→ **Problem to work on**: From the line containing "Tag the rock outcrop visible above." through the last line of the entries below, repeat each line word for word and leave out the rest.

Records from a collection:
*** Begin section ***

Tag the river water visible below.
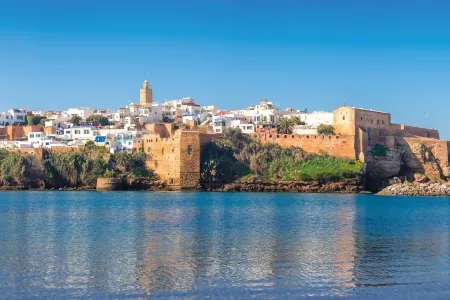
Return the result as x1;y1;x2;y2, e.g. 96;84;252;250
1;192;450;299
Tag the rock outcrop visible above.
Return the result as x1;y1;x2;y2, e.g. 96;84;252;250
378;182;450;196
202;177;363;193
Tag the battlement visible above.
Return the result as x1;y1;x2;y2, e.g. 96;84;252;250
256;133;357;160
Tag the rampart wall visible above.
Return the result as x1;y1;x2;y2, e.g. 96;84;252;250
143;132;181;187
256;133;357;160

*** End section ***

→ **Expected answer**:
Tag the rock outcrop visible above.
Return the result as x1;y1;x2;y2, e.g. 96;84;252;250
378;182;450;196
202;177;363;193
Tag the battlement visible above.
Return the result as x1;y1;x2;y2, e.g. 96;84;252;250
256;133;357;160
Tag the rampart wall visible above.
Return the result as x1;y1;x2;y2, e.g. 96;84;252;250
143;132;181;187
256;133;357;160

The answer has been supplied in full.